## Instructions for the task
Your task is to output, without alteration, each line from the one containing "pin: the vertical" through the final line of the records below.

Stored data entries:
■ ■ ■ ■ ■
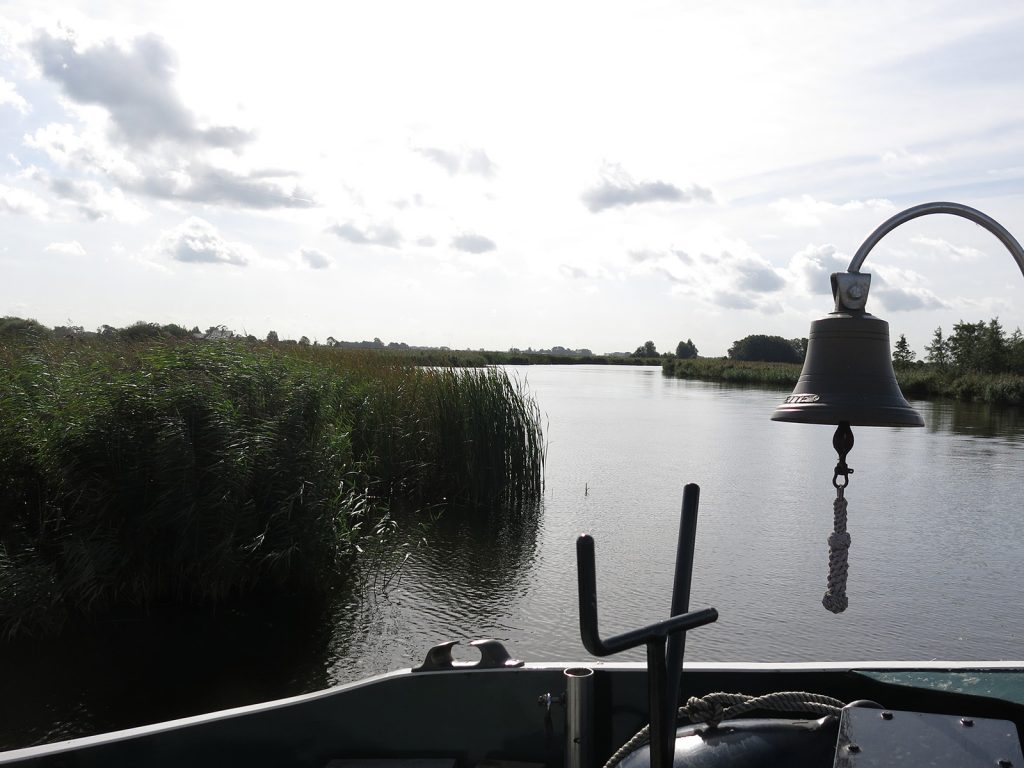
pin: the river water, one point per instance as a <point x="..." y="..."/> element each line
<point x="935" y="563"/>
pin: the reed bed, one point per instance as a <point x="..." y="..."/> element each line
<point x="770" y="375"/>
<point x="921" y="380"/>
<point x="134" y="475"/>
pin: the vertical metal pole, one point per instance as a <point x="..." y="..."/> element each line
<point x="680" y="604"/>
<point x="659" y="757"/>
<point x="579" y="717"/>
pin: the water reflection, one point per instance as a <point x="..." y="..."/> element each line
<point x="975" y="419"/>
<point x="122" y="674"/>
<point x="462" y="583"/>
<point x="931" y="572"/>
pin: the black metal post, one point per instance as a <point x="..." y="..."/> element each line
<point x="662" y="743"/>
<point x="680" y="604"/>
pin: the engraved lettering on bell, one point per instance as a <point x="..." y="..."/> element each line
<point x="802" y="398"/>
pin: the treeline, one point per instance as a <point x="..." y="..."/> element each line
<point x="978" y="361"/>
<point x="136" y="474"/>
<point x="973" y="347"/>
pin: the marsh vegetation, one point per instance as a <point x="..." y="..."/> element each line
<point x="136" y="474"/>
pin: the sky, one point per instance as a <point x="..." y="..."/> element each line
<point x="497" y="175"/>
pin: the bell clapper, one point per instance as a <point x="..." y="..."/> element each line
<point x="839" y="543"/>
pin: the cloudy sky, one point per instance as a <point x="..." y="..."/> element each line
<point x="485" y="175"/>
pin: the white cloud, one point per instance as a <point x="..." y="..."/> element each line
<point x="72" y="248"/>
<point x="197" y="241"/>
<point x="901" y="160"/>
<point x="471" y="161"/>
<point x="903" y="290"/>
<point x="812" y="267"/>
<point x="471" y="243"/>
<point x="312" y="258"/>
<point x="10" y="97"/>
<point x="372" y="235"/>
<point x="807" y="211"/>
<point x="22" y="202"/>
<point x="948" y="250"/>
<point x="617" y="188"/>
■ ■ ■ ■ ■
## Answer to the exercise
pin: the vertical metal pole, one point per instance as a <point x="..." y="..."/> element each line
<point x="680" y="604"/>
<point x="659" y="757"/>
<point x="579" y="717"/>
pin: the water reflection, one point per instance as a <point x="..." y="..."/> element each line
<point x="975" y="419"/>
<point x="122" y="674"/>
<point x="462" y="583"/>
<point x="931" y="572"/>
pin: the black metal post, one point per instance as a <point x="..." y="..."/> element each line
<point x="662" y="743"/>
<point x="680" y="604"/>
pin: the engraved lettering on bell, one point per instance as a <point x="..." y="..."/> element each line
<point x="802" y="398"/>
pin: the treeline, one point per instance as a <point x="..." y="..."/> element each line
<point x="978" y="361"/>
<point x="136" y="474"/>
<point x="973" y="347"/>
pin: the marsh vegetation, one point per instance as a <point x="..." y="..."/> element each line
<point x="136" y="474"/>
pin: the sky, one point per instance as a <point x="..." y="..."/> element each line
<point x="497" y="175"/>
pin: the bell clapper, one point per instance as a <point x="..." y="..."/> element each line
<point x="839" y="543"/>
pin: the cloudy sky, one point per instance as a <point x="..." y="..."/> element each line
<point x="485" y="175"/>
pin: the white cloud, one point per instance as a <point x="..." y="..."/> element each line
<point x="72" y="248"/>
<point x="197" y="241"/>
<point x="901" y="160"/>
<point x="471" y="161"/>
<point x="903" y="290"/>
<point x="812" y="267"/>
<point x="471" y="243"/>
<point x="312" y="258"/>
<point x="10" y="97"/>
<point x="372" y="235"/>
<point x="807" y="211"/>
<point x="22" y="202"/>
<point x="948" y="250"/>
<point x="617" y="188"/>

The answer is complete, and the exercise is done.